--- START OF TASK INPUT ---

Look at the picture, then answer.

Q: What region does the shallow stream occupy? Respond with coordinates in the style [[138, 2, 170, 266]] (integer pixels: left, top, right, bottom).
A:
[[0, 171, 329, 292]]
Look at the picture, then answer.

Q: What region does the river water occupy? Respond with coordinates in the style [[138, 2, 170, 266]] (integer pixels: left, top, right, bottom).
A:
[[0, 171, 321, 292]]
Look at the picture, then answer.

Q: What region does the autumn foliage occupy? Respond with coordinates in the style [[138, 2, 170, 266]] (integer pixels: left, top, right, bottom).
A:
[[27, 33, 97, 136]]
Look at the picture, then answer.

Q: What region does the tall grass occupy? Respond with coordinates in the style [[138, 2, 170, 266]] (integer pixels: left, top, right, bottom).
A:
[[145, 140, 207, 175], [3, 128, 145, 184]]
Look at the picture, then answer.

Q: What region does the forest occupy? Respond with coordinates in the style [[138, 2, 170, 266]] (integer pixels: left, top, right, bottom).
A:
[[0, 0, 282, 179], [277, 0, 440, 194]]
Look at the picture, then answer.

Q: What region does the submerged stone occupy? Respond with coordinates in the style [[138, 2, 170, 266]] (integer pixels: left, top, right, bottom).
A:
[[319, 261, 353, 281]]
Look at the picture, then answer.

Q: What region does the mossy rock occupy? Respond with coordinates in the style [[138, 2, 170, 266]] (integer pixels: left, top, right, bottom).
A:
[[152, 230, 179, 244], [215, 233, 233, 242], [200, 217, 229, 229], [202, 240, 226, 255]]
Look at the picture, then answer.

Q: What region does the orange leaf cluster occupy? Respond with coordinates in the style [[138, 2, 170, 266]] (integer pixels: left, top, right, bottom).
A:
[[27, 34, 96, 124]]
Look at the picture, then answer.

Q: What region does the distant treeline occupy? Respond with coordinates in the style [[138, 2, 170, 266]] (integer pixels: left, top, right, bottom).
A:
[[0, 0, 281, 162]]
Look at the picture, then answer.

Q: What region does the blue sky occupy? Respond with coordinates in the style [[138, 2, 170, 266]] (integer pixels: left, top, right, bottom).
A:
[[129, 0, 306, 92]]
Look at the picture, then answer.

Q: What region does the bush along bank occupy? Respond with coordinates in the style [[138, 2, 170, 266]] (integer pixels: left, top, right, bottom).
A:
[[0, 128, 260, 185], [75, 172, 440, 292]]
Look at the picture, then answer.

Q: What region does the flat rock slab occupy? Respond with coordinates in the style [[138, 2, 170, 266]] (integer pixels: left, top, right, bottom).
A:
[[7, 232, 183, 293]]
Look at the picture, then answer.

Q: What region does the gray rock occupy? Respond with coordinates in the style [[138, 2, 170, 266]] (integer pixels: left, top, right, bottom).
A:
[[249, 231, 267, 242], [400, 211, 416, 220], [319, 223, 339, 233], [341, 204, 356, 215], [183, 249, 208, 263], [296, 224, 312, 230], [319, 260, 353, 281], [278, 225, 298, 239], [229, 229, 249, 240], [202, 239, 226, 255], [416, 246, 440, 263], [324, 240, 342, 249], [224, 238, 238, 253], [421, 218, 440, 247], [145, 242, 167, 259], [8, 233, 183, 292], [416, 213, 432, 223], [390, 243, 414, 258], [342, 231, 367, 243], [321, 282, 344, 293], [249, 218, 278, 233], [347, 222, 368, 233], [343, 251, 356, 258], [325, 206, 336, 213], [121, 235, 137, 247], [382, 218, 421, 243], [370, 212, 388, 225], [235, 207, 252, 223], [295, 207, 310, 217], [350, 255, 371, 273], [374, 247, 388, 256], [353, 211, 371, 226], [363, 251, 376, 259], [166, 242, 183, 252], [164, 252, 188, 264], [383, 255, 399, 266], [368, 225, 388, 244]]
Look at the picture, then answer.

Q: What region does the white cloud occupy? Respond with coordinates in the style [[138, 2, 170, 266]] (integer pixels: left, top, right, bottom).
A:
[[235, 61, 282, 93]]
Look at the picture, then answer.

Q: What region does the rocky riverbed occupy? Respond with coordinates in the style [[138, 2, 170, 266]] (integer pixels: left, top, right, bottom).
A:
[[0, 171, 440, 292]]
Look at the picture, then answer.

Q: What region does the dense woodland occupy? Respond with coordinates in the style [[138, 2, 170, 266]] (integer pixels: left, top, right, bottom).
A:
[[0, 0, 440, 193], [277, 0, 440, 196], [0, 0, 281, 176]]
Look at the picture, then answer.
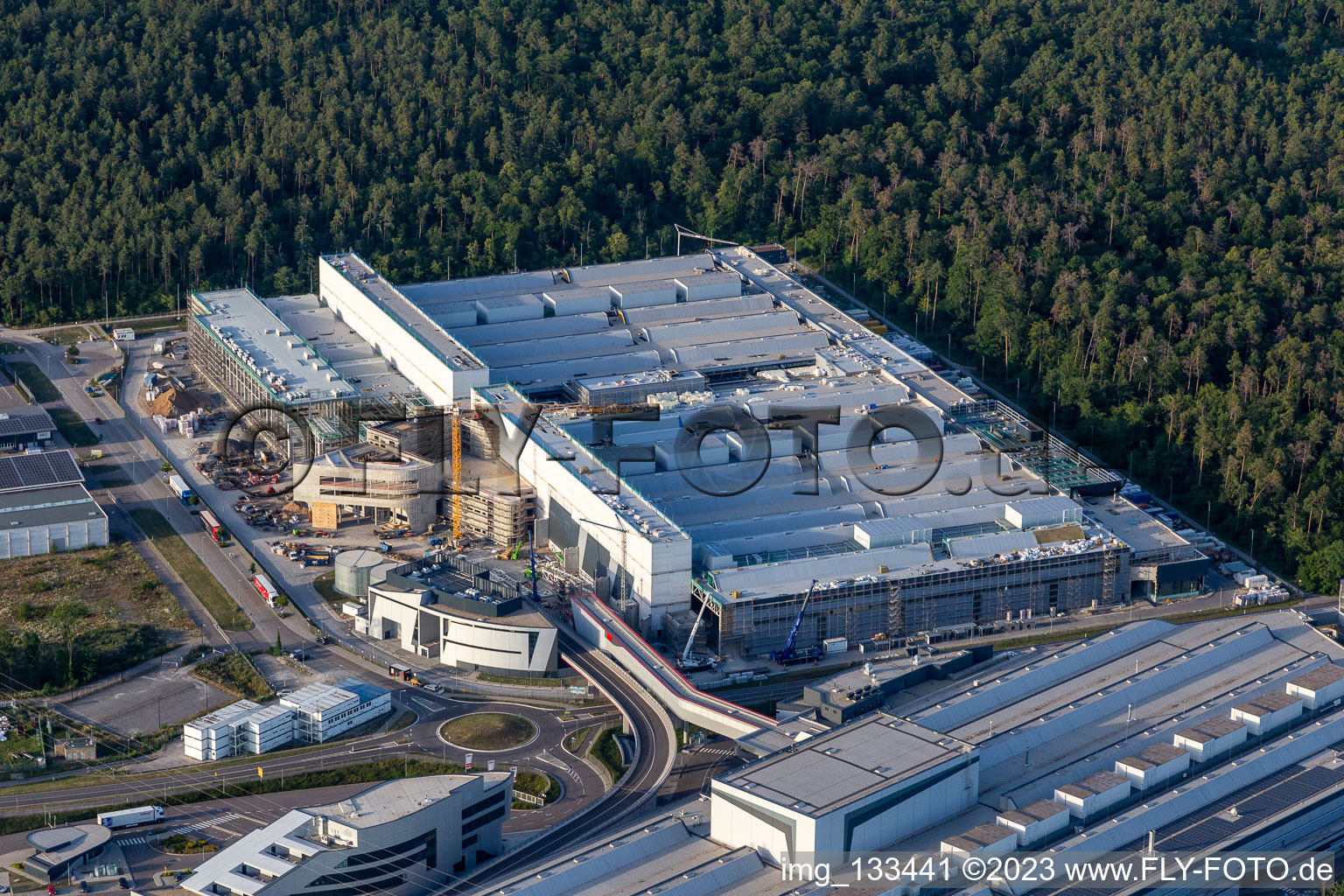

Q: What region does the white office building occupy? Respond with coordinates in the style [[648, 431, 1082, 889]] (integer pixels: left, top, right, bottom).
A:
[[181, 700, 261, 761], [181, 678, 393, 761], [181, 771, 514, 896], [710, 712, 978, 864], [279, 678, 393, 745]]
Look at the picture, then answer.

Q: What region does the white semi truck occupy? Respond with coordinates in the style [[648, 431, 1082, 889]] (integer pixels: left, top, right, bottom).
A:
[[98, 806, 164, 830]]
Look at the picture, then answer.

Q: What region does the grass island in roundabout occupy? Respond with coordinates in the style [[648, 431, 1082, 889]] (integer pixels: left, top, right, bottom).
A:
[[439, 712, 539, 752]]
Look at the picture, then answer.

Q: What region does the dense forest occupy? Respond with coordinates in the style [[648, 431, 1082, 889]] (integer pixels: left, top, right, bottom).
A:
[[0, 0, 1344, 590]]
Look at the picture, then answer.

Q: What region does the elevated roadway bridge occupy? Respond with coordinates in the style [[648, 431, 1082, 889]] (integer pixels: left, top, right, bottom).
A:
[[571, 595, 778, 740]]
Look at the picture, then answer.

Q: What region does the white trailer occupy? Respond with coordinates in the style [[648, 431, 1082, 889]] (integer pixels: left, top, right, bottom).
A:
[[168, 472, 191, 504], [98, 806, 164, 830]]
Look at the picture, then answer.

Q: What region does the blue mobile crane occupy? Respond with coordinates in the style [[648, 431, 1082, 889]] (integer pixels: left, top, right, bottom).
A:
[[770, 579, 821, 666]]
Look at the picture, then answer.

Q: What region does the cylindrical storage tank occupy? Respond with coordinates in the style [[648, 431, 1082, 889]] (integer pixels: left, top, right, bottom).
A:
[[368, 563, 402, 584], [336, 548, 386, 598]]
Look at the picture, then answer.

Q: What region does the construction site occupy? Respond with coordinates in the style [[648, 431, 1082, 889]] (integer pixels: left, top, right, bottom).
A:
[[176, 246, 1208, 668]]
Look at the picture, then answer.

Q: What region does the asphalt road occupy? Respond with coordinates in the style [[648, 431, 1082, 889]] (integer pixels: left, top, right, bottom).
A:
[[0, 323, 688, 889], [0, 692, 620, 833], [444, 628, 676, 893]]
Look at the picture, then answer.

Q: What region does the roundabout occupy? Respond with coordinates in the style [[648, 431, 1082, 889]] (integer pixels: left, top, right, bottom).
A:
[[438, 712, 542, 752]]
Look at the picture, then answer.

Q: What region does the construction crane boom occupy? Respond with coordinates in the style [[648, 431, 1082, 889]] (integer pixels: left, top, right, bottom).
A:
[[770, 579, 817, 663], [453, 406, 462, 545], [682, 600, 710, 665]]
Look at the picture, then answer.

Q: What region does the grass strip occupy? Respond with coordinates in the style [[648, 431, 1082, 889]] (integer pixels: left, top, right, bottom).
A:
[[130, 508, 251, 632], [47, 407, 98, 447], [10, 361, 60, 402], [589, 725, 625, 785], [192, 653, 276, 701]]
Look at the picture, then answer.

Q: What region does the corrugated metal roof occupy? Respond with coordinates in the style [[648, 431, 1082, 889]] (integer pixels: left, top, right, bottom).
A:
[[670, 331, 828, 366], [622, 293, 774, 326], [0, 407, 55, 435], [456, 312, 607, 348], [474, 328, 634, 367], [1287, 662, 1344, 690], [1236, 690, 1302, 718], [948, 532, 1036, 557]]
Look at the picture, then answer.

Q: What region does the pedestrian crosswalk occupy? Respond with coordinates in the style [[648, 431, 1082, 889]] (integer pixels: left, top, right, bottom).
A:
[[172, 811, 238, 834]]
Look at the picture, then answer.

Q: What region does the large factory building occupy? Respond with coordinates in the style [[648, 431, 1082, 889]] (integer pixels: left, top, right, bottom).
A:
[[193, 246, 1208, 654]]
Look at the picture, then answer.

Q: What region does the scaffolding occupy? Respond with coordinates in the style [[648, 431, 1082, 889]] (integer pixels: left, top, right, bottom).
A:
[[694, 542, 1129, 655], [187, 304, 360, 461]]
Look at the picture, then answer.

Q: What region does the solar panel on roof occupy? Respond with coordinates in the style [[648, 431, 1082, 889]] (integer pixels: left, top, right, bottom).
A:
[[0, 452, 83, 492]]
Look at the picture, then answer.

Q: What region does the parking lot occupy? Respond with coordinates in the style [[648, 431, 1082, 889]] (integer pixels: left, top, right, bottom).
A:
[[62, 663, 235, 735]]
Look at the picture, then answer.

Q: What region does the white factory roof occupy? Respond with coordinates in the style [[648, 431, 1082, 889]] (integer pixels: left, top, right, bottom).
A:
[[891, 614, 1344, 822], [196, 289, 356, 404], [492, 801, 833, 896], [324, 253, 486, 371], [714, 544, 933, 600], [1289, 662, 1344, 690], [717, 712, 973, 816], [890, 612, 1344, 851], [304, 771, 514, 828], [265, 294, 419, 397]]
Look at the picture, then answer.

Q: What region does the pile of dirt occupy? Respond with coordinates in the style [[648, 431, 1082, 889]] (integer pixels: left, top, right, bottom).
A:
[[149, 388, 210, 416]]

--- END OF TASK INPUT ---

#### DIRECTION
Report every line of the records above that contains the word "forest", reproducing each such line in full.

#### RESPONSE
Q: What region does the forest occupy? Respond with coordinates in the style [[138, 2, 170, 266]] (integer pixels: left, top, right, bottom).
Q: What region does the dense forest occupy? Respond with coordinates in the style [[648, 431, 1082, 889]] (integer pixels: left, top, right, bottom).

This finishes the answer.